**Description of the task**
Text only, exactly as given: reproduce the entries below without their pictures.

[Stored data entries]

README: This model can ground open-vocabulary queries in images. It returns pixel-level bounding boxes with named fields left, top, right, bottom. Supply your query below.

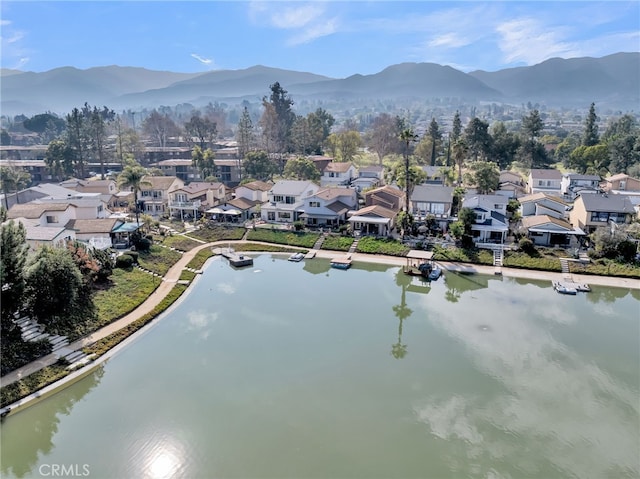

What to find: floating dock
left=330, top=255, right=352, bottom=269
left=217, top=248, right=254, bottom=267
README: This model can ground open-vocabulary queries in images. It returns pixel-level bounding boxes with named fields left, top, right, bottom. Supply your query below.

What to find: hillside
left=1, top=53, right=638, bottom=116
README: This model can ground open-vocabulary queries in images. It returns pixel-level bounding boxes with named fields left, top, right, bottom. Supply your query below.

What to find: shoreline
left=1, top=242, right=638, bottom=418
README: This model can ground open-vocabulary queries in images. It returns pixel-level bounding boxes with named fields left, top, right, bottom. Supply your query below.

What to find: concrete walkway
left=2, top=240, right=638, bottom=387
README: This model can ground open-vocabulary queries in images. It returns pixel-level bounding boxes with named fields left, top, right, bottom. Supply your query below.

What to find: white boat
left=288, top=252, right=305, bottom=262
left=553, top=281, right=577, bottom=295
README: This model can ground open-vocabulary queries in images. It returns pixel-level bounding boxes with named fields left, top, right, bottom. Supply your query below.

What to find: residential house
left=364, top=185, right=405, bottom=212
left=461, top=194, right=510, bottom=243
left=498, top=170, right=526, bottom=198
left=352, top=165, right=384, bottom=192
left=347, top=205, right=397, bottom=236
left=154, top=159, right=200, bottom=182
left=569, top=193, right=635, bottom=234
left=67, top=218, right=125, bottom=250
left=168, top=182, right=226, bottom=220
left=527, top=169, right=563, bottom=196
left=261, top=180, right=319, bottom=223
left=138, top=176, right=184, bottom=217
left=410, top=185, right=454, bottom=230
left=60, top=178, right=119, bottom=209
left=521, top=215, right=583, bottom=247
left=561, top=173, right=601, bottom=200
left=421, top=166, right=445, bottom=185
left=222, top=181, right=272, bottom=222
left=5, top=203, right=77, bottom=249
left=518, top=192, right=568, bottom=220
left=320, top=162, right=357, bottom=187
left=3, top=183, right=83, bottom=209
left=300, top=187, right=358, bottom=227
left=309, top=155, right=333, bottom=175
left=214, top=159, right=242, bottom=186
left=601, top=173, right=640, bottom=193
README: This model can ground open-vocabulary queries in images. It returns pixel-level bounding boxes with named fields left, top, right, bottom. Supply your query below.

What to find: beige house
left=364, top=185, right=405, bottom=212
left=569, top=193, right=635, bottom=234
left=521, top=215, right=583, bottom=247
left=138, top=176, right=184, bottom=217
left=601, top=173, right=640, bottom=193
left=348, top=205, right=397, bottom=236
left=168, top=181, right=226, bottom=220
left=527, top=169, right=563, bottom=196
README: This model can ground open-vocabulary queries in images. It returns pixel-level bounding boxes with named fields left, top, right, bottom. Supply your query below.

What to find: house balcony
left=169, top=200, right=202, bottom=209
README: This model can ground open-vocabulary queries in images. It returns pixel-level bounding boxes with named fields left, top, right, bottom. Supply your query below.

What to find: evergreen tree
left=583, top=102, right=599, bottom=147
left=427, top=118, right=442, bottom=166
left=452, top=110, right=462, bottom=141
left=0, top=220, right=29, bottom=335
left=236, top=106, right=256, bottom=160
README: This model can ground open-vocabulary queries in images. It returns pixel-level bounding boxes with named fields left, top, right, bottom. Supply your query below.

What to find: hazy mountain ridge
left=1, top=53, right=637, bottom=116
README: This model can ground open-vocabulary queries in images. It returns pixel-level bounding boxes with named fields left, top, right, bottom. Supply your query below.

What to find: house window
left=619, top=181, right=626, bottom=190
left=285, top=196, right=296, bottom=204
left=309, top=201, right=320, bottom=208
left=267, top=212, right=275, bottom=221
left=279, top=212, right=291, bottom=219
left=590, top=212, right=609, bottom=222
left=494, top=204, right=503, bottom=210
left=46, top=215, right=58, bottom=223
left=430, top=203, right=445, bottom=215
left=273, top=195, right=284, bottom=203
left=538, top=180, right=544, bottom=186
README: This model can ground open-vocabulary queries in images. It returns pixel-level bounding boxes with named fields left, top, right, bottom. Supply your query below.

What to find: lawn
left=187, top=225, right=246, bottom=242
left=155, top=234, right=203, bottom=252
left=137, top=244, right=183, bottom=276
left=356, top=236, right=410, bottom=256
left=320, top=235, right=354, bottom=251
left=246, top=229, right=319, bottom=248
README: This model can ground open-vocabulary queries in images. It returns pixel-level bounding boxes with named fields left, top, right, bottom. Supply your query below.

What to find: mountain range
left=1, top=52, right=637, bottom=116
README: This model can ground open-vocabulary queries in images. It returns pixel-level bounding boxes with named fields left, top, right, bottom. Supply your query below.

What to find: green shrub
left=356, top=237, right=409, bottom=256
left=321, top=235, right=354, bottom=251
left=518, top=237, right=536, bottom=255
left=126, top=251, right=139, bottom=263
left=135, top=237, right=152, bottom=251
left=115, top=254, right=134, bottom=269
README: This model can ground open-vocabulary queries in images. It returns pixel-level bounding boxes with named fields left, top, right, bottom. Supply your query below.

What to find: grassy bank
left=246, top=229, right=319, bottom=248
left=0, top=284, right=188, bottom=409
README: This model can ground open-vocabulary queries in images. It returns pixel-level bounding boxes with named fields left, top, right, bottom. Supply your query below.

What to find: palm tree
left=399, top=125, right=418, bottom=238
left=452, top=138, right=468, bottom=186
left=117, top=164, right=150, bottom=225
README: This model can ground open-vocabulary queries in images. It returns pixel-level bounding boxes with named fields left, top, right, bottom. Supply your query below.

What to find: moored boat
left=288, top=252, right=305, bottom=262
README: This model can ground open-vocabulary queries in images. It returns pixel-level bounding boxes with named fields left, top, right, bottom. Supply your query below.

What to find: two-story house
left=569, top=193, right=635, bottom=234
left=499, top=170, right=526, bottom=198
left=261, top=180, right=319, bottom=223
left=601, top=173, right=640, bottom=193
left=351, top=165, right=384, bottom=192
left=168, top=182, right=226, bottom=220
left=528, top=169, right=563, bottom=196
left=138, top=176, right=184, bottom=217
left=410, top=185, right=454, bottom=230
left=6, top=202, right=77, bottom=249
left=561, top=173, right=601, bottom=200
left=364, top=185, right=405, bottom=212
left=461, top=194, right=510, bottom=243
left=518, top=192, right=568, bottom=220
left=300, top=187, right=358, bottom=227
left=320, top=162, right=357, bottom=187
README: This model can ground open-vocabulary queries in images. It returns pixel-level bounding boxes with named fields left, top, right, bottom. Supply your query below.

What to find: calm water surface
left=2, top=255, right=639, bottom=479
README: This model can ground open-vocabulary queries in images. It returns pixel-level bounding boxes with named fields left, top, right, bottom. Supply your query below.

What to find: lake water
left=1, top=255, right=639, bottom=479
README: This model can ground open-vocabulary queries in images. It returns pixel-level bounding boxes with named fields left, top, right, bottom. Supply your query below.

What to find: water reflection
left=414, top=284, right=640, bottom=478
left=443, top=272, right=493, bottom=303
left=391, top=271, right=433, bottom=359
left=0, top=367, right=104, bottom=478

**Completed exercise**
README: This model can ground open-vocabulary queries in images. It returns pixel-level bounding boxes with named fields left, top, right, bottom. Supply your query below.


What to find: floating dock
left=330, top=255, right=352, bottom=269
left=217, top=248, right=254, bottom=267
README: This model can ground open-vocabulary queries in images. It returns pixel-level bounding boxes with named fields left, top, right, bottom. Supply your query below.

What to find: hillside
left=1, top=53, right=638, bottom=116
README: This model can ground open-vocabulary queries in images. It returns pixel-level bounding boxes with named fields left, top, right, bottom. Supply your query below.

What to find: shoreline
left=1, top=242, right=638, bottom=418
README: This model can ground open-vocabulary queries in images. It returns pixel-level bounding boxes with named fields left, top, right, bottom. Supply your query below.

What to find: concrete walkway
left=2, top=240, right=638, bottom=387
README: This model can ground open-vocabulary queries in images. It returns pixel-level bounding boxes with named fields left, top, right, bottom. Supply your query below.

What to find: white boat
left=288, top=252, right=305, bottom=262
left=553, top=281, right=577, bottom=295
README: This model can ground open-vocabulary queries in images. It returns pixel-level bounding boxes with named fields left, top, right, bottom. Supply your query below.

What to find: residential house
left=364, top=185, right=405, bottom=212
left=461, top=194, right=510, bottom=243
left=498, top=170, right=526, bottom=198
left=352, top=165, right=384, bottom=192
left=347, top=205, right=397, bottom=236
left=154, top=159, right=200, bottom=182
left=569, top=193, right=635, bottom=234
left=67, top=218, right=125, bottom=250
left=168, top=182, right=226, bottom=220
left=527, top=169, right=563, bottom=196
left=261, top=180, right=319, bottom=223
left=138, top=176, right=184, bottom=217
left=410, top=185, right=454, bottom=230
left=60, top=178, right=119, bottom=209
left=521, top=215, right=583, bottom=247
left=561, top=173, right=601, bottom=200
left=421, top=166, right=445, bottom=185
left=222, top=181, right=272, bottom=222
left=5, top=203, right=77, bottom=249
left=518, top=192, right=568, bottom=220
left=320, top=162, right=357, bottom=187
left=3, top=183, right=83, bottom=209
left=300, top=187, right=358, bottom=227
left=309, top=155, right=333, bottom=175
left=214, top=159, right=242, bottom=186
left=601, top=173, right=640, bottom=193
README: This model can ground open-vocabulary queries in images. It returns pixel-level bounding boxes with named fields left, top, right, bottom. Supply your query below.

What to find: beige house
left=364, top=185, right=405, bottom=212
left=569, top=193, right=635, bottom=234
left=521, top=215, right=583, bottom=247
left=138, top=176, right=184, bottom=217
left=601, top=173, right=640, bottom=193
left=348, top=205, right=397, bottom=236
left=168, top=181, right=226, bottom=220
left=527, top=169, right=563, bottom=196
README: This model can ground open-vocabulary queries in images. It returns pixel-level bounding boxes with named fields left, top, right, bottom. Supply your query below.

What to find: house balcony
left=169, top=200, right=202, bottom=209
README: This model can ground open-vocabulary queries in images. It returns pixel-level bounding boxes with named fields left, top, right, bottom. Supply your query below.

What to find: evergreen tree
left=583, top=102, right=599, bottom=147
left=427, top=118, right=442, bottom=166
left=452, top=110, right=462, bottom=141
left=0, top=220, right=29, bottom=335
left=236, top=106, right=256, bottom=160
README: This model can ground open-vocabulary queries in images. It returns pixel-level bounding boxes with named fields left, top, right, bottom. Supply your query below.

What to find: hazy mountain ridge
left=1, top=53, right=637, bottom=116
README: This model can ground open-vocabulary queries in images. It returns pixel-level bounding boxes with named fields left, top, right, bottom. Supply your query below.

What to find: house window
left=619, top=181, right=626, bottom=190
left=285, top=196, right=296, bottom=204
left=309, top=201, right=320, bottom=208
left=267, top=212, right=275, bottom=221
left=279, top=212, right=291, bottom=219
left=590, top=212, right=609, bottom=222
left=494, top=204, right=503, bottom=210
left=46, top=215, right=58, bottom=223
left=430, top=203, right=445, bottom=215
left=273, top=195, right=284, bottom=203
left=538, top=180, right=544, bottom=186
README: This model can ground open-vocabulary queries in images. It returns pixel-level bounding boxes with named fields left, top, right, bottom. Supply your query below.

What to find: lawn
left=187, top=225, right=246, bottom=242
left=155, top=234, right=203, bottom=252
left=137, top=244, right=183, bottom=276
left=356, top=236, right=410, bottom=256
left=320, top=235, right=354, bottom=251
left=246, top=229, right=319, bottom=248
README: This model can ground open-vocabulary queries in images. It returns pixel-level bounding boxes with named fields left, top, right, bottom. Supply your query below.

What to find: mountain range
left=1, top=52, right=637, bottom=116
README: This model can ground open-vocabulary queries in images. It returns pixel-level bounding boxes with named fields left, top, right, bottom. Supply your query below.

What to find: green shrub
left=356, top=237, right=409, bottom=256
left=321, top=235, right=354, bottom=251
left=518, top=237, right=536, bottom=255
left=126, top=251, right=139, bottom=263
left=135, top=237, right=152, bottom=251
left=115, top=254, right=134, bottom=269
README: This model can ground open-vocabulary queries in images. It returns pixel-level bounding boxes with named fields left, top, right, bottom. Supply your query below.

What to find: grassy bank
left=246, top=229, right=319, bottom=248
left=0, top=284, right=188, bottom=409
README: This model can ground open-vocabulary queries in images. It returns pixel-level bounding boxes with named fields left, top, right, bottom. Supply your query below.

What to find: palm tree
left=399, top=125, right=418, bottom=238
left=452, top=138, right=468, bottom=186
left=117, top=164, right=150, bottom=225
README: This model can ground open-vocabulary queries in images. It returns pixel-level bounding boxes with named fields left, top, right, bottom. Supply your query below.

What to find: moored boat
left=288, top=252, right=305, bottom=262
README: This model can ground open-vocabulary queries in images. It returns pixel-level bounding boxes with named fields left, top, right, bottom. Supply your query below.

What to find: two-story house
left=569, top=193, right=635, bottom=234
left=499, top=170, right=526, bottom=198
left=261, top=180, right=319, bottom=223
left=601, top=173, right=640, bottom=193
left=351, top=165, right=384, bottom=192
left=168, top=182, right=226, bottom=220
left=528, top=169, right=563, bottom=196
left=138, top=176, right=184, bottom=217
left=410, top=185, right=454, bottom=230
left=6, top=202, right=77, bottom=249
left=561, top=173, right=601, bottom=200
left=364, top=185, right=405, bottom=212
left=461, top=194, right=510, bottom=243
left=518, top=192, right=568, bottom=220
left=300, top=187, right=358, bottom=227
left=320, top=162, right=357, bottom=187
README: This model can ground open-vocabulary queries in images. It returns pixel-level bounding boxes with named fields left, top, right, bottom. Supply your query below.

What to find: calm water surface
left=2, top=255, right=639, bottom=479
README: This model can ground open-vocabulary queries in images. It returns pixel-level bounding boxes with named fields left, top, right, bottom. Supply your query below.

What to find: lake water
left=1, top=255, right=639, bottom=479
README: This model can ground open-vocabulary queries in images. It returns pixel-level bounding boxes with named fields left, top, right, bottom. Supply your query below.

What to find: water reflection
left=414, top=284, right=640, bottom=478
left=443, top=272, right=493, bottom=303
left=391, top=271, right=433, bottom=359
left=0, top=367, right=104, bottom=478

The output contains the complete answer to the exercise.